EXERCISE BRIEF — For the entries below, the expected answer is the line with "output: a list", the line with "note: a mask", and every line between them, exactly as written, and nothing more.

DATA RECORDS —
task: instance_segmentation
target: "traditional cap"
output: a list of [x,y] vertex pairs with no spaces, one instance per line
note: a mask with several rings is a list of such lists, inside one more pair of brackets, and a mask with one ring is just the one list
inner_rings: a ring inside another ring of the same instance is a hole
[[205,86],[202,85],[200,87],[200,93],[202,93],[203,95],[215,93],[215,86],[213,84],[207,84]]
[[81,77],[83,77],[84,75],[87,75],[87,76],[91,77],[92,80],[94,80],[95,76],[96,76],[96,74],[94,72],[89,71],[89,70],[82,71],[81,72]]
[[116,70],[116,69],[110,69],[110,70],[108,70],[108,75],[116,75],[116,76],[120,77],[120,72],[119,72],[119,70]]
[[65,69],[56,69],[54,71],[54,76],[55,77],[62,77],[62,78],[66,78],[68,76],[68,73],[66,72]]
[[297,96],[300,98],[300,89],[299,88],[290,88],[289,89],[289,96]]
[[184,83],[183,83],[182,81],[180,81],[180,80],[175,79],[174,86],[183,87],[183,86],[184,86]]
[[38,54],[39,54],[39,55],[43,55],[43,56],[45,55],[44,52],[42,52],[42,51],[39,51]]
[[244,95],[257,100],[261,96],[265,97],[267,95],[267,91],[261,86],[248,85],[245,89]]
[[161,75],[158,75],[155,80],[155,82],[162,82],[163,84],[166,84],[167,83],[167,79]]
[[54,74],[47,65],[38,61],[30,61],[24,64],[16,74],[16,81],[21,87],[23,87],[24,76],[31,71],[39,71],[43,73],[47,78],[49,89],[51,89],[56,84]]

RESPONSE FOR THIS EXERCISE —
output: a list of [x,y] vertex pairs with no spaces, one instance per line
note: a mask with several rings is a list of such lists, inside one more pair of brackets, and a mask with one ring is just the one list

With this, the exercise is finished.